**PROBLEM TO SOLVE:** Print the lines from the one containing "segment the tree trunk" to the end of the records, both ends included, with every character unchanged.

=======

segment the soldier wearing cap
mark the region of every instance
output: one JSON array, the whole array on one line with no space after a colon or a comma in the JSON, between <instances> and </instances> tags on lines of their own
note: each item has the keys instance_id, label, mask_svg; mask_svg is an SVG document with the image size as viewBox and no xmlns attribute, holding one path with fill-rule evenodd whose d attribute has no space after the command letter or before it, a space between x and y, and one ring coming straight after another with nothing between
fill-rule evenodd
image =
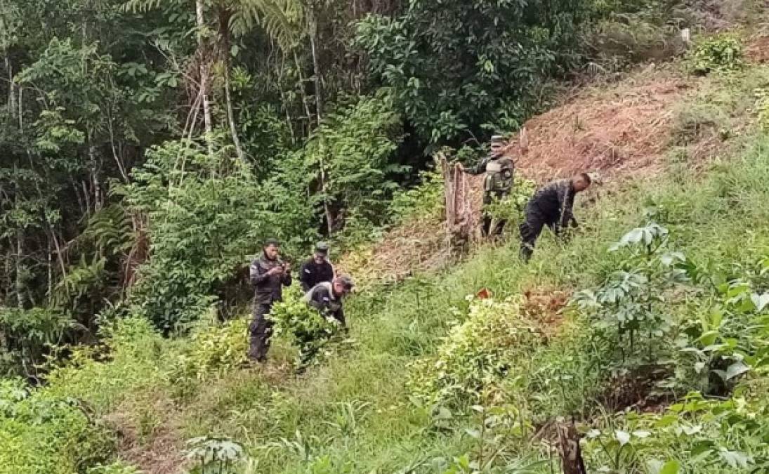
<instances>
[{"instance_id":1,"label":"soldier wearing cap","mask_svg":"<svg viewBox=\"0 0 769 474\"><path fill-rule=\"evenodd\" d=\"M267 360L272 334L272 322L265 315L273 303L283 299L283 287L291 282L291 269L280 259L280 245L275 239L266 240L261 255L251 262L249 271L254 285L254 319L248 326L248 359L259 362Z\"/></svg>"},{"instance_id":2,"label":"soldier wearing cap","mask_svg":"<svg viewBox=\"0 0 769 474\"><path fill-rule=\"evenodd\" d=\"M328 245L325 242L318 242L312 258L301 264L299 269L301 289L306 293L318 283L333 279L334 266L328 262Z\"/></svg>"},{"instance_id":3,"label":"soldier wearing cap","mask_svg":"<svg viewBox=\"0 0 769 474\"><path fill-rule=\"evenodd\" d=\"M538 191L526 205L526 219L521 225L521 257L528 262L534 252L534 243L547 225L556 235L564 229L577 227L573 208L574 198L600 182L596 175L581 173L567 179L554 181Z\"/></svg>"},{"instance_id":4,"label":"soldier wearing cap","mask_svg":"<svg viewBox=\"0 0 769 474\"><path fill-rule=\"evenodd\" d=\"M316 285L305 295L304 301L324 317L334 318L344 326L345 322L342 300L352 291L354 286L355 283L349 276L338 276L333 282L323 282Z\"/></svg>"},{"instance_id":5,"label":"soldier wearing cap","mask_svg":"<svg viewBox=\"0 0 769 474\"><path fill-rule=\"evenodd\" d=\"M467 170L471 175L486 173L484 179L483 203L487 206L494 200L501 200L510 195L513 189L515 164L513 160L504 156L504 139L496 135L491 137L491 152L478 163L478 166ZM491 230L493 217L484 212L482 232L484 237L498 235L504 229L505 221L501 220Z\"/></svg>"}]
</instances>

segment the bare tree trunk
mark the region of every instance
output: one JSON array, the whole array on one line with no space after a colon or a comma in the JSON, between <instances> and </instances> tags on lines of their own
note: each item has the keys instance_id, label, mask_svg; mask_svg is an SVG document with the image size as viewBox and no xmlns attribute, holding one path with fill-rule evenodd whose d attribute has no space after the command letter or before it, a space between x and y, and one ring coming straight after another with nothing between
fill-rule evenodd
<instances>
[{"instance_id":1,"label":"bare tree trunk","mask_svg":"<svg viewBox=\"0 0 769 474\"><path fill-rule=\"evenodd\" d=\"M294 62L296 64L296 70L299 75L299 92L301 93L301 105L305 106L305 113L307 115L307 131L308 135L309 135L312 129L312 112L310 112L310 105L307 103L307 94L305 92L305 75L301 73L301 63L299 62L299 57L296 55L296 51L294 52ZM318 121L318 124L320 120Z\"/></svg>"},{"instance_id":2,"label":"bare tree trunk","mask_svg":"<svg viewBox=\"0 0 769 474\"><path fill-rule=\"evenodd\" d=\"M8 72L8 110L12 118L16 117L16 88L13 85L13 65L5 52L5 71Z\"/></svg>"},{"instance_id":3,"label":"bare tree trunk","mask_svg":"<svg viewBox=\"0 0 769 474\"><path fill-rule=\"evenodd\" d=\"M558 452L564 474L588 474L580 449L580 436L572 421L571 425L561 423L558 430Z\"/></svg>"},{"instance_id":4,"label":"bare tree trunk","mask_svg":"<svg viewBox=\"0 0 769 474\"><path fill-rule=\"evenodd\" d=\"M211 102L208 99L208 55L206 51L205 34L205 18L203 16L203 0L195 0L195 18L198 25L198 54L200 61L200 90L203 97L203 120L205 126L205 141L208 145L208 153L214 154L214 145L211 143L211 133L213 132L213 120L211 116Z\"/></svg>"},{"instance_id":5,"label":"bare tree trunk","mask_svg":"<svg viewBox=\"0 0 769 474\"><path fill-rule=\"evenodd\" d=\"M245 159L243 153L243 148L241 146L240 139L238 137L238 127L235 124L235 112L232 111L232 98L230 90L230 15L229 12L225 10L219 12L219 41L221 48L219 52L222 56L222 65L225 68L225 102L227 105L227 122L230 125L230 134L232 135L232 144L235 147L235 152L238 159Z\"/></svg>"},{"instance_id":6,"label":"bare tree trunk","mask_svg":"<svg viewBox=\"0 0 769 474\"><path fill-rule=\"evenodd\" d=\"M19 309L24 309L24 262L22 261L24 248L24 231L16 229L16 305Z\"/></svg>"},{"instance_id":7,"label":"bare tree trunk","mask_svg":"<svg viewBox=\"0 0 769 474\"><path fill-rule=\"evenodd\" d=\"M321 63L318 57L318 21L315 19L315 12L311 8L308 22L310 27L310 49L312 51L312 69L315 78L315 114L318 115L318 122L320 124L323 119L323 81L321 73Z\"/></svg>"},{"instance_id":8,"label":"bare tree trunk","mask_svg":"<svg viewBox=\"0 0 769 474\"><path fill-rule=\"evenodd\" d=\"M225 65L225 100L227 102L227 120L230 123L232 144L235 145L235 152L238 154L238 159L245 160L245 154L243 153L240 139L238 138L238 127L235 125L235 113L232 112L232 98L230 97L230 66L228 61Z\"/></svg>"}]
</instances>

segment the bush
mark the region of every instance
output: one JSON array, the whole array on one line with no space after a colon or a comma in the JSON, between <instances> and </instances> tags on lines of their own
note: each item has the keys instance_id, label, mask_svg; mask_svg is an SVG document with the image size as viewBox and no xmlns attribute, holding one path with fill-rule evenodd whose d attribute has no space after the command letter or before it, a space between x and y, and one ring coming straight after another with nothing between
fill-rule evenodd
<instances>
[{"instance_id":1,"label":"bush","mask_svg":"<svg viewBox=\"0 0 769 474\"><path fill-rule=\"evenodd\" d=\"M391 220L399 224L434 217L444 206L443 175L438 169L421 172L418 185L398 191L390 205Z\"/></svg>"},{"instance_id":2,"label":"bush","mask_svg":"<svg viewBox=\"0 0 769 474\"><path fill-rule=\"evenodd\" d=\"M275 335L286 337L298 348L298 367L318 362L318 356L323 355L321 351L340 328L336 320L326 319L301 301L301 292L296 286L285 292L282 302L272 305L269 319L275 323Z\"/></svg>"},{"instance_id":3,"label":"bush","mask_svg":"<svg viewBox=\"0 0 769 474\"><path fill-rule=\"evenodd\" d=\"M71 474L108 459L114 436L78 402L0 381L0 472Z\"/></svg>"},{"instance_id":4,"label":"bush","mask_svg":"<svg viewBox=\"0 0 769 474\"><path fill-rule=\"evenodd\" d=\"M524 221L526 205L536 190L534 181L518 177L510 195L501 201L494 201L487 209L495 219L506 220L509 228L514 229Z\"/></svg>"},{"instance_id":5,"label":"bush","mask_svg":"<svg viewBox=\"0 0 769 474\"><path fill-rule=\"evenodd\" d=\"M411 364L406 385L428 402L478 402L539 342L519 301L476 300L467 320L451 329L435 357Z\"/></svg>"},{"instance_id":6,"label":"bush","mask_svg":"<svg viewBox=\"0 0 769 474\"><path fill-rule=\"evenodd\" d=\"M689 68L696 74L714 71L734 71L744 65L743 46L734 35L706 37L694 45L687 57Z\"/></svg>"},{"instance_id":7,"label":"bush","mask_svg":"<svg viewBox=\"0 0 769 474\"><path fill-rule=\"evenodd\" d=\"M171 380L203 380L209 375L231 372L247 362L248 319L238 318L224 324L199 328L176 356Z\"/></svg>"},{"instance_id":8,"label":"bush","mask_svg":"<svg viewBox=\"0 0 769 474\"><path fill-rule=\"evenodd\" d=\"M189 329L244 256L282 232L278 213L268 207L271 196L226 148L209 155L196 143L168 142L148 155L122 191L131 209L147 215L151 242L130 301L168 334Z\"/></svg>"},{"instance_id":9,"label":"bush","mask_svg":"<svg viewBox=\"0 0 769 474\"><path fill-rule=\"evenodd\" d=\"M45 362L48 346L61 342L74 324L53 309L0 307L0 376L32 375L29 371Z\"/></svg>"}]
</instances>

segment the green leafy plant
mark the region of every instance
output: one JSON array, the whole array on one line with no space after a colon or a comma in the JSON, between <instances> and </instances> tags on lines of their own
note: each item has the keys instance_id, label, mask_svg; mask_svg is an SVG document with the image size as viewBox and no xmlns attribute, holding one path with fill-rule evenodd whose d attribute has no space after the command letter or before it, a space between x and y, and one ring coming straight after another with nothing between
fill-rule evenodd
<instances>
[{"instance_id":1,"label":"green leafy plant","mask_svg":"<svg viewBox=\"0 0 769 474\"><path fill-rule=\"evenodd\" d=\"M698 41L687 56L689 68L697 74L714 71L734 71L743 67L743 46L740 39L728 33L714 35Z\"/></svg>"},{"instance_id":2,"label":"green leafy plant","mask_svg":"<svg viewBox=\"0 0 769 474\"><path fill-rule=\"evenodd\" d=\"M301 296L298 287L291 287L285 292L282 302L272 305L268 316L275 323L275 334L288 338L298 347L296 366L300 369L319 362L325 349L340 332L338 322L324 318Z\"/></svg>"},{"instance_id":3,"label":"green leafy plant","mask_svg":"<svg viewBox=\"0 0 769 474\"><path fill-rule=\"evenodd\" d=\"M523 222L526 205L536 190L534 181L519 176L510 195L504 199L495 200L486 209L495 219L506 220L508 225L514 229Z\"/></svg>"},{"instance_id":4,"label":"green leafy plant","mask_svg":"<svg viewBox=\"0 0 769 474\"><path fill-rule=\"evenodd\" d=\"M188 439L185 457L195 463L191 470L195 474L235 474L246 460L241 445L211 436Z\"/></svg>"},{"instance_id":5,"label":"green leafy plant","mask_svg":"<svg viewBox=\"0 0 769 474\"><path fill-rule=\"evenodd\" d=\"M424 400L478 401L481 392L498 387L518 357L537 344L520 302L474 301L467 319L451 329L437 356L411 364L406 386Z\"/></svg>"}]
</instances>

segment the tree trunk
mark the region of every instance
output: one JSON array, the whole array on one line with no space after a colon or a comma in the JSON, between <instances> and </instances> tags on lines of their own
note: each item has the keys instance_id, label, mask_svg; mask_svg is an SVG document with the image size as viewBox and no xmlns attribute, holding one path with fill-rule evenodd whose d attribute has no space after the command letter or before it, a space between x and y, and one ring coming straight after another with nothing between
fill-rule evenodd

=======

**WRITTEN ANSWER:**
segment the tree trunk
mark the region of every instance
output: one JSON array, the whole array on one line with no space after a colon or a comma in the JSON, between <instances> and </instances> tags on lines of their own
note: each item has the keys instance_id, label, mask_svg; mask_svg is an SVG document with the image size as viewBox and no xmlns attribute, holding one path with fill-rule evenodd whose d attribute has no space after the command letter or before it, a space between x and y, and one ring coming straight after another with nothing between
fill-rule evenodd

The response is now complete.